## Input material:

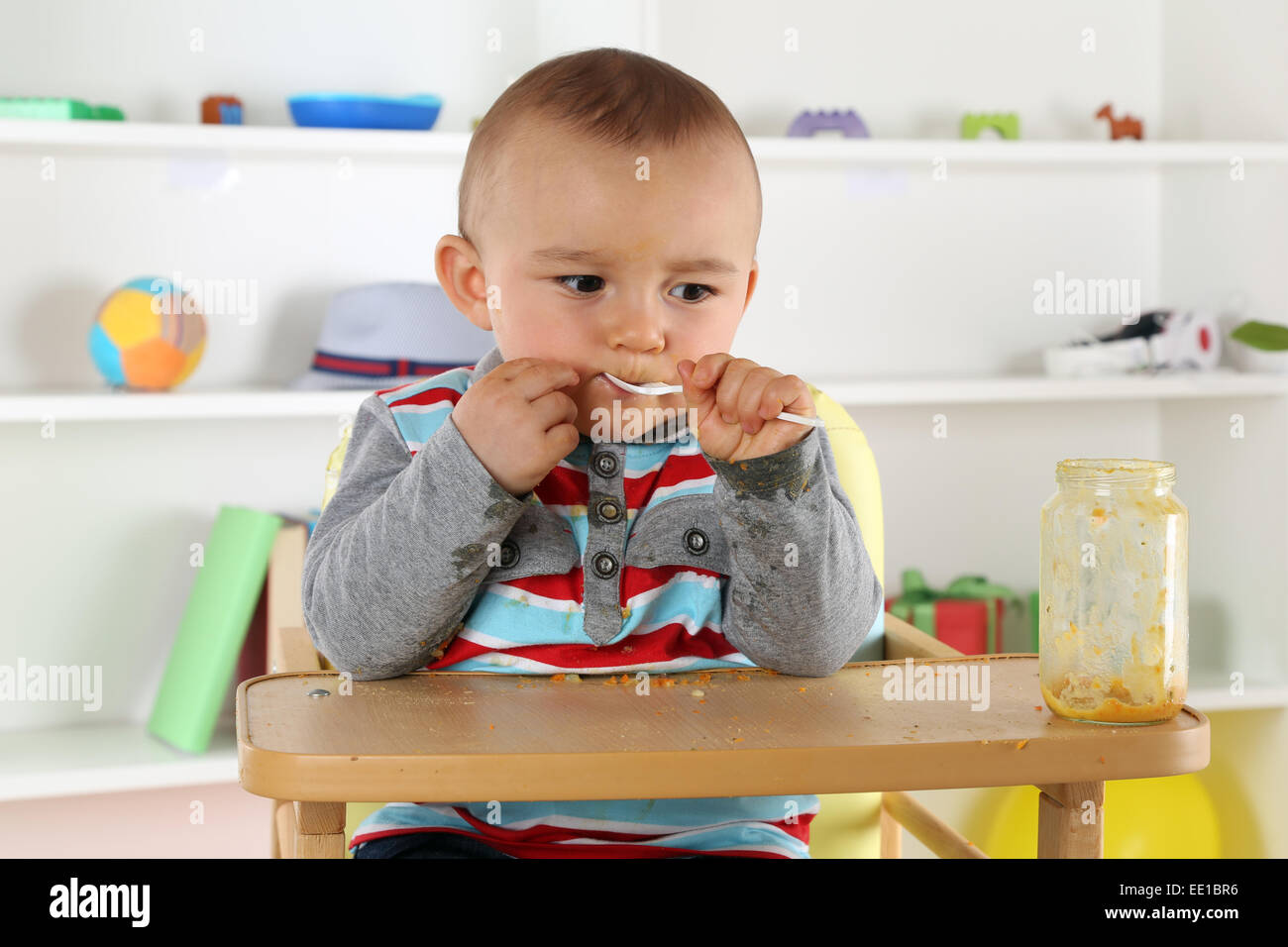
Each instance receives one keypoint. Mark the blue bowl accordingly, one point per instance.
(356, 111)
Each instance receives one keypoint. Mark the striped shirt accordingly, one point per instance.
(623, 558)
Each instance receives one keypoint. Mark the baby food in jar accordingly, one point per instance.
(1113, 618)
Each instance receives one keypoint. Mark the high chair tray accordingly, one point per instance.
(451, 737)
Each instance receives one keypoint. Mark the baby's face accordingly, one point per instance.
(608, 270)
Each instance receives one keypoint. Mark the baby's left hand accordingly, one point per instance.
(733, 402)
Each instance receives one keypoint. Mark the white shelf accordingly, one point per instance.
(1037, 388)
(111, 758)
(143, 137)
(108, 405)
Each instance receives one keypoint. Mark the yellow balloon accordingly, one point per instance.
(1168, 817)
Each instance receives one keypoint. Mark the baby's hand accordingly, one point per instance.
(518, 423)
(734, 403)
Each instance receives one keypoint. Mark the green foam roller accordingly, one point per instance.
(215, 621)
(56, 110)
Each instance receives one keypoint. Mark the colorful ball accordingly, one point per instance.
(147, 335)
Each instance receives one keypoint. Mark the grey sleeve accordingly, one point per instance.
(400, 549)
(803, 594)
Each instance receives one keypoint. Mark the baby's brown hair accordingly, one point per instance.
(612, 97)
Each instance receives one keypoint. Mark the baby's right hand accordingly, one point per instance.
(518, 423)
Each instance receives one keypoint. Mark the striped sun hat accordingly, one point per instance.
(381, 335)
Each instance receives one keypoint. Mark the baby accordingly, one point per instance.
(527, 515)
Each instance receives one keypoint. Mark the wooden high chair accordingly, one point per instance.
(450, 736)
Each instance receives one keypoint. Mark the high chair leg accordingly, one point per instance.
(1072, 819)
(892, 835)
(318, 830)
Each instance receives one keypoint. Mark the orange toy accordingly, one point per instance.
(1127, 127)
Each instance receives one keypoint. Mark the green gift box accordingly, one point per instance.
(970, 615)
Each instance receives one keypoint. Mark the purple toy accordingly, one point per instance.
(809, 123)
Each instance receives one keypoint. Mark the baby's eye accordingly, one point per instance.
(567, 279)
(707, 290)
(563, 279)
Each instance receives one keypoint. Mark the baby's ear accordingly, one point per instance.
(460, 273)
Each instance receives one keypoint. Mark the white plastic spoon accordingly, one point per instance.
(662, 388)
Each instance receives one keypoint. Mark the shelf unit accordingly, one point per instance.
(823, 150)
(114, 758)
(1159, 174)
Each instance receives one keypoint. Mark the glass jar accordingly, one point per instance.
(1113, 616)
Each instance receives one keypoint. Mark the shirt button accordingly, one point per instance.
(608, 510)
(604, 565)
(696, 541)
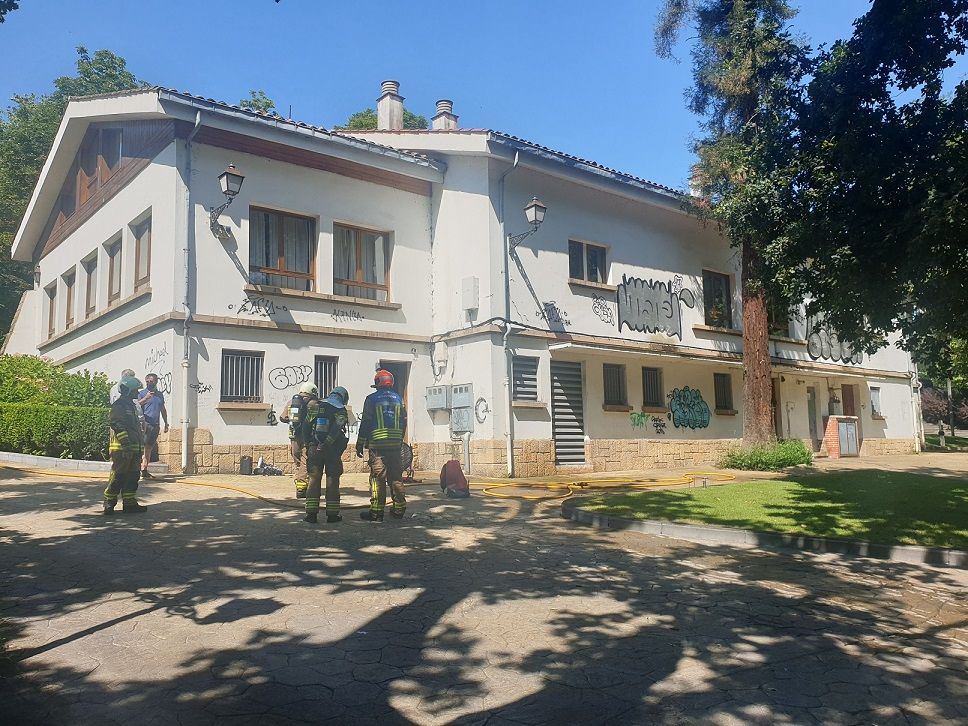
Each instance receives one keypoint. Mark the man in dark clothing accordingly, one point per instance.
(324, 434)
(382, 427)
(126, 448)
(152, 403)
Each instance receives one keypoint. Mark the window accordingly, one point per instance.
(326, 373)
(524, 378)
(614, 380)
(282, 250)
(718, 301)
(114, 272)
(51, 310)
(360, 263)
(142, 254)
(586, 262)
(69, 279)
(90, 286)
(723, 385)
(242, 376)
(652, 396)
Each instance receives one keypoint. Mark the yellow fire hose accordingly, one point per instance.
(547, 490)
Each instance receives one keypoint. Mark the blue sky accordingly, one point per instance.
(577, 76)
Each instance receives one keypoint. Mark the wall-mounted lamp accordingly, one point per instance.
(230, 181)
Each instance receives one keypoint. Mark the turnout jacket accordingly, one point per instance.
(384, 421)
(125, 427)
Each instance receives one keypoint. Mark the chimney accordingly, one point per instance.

## What needs to be done:
Please write out exactly the lines from the one containing "Each instance receives one keypoint. Mark the white plastic" through the last line of the records above, and leave out any pictures.

## Your solution:
Each instance receives one keypoint. Mark the white plastic spoon accordingly, one point per instance.
(662, 388)
Each instance receives one keypoint. Mark the shelf unit accordingly, one point per instance.
(823, 150)
(114, 758)
(1159, 174)
Each instance receives one keypoint. Mark the glass jar accordingly, one point per instance.
(1113, 616)
Each instance receives one keypoint. Mark the shirt button accordingly, one point per instance.
(608, 510)
(604, 565)
(696, 541)
Each instance receives one keypoint. Mark the man in dark clothing accordingly, one point per instance.
(324, 434)
(382, 427)
(126, 448)
(152, 403)
Each instance receives one keypoint. Mark the window accordingly, one point per instance.
(326, 373)
(524, 378)
(614, 380)
(282, 250)
(718, 301)
(114, 272)
(51, 310)
(360, 263)
(142, 254)
(586, 262)
(69, 279)
(90, 286)
(723, 385)
(242, 376)
(652, 396)
Each instance receives one keypoint. Mark the yellow fire hose accordingly, one point per instance.
(547, 490)
Each instance receives one keypoint. Mark the blue sky accordingly, one point per instance.
(577, 76)
Each instance receives one keypoint. Mark the wall-mounted lamp accordingly, one point per instance.
(230, 181)
Each instance receives one keypoint. Mark the turnout jacket accordingly, one point per instance.
(384, 421)
(125, 427)
Each instance receives one keypoint. Mark the chimney accordingly, one point per instance.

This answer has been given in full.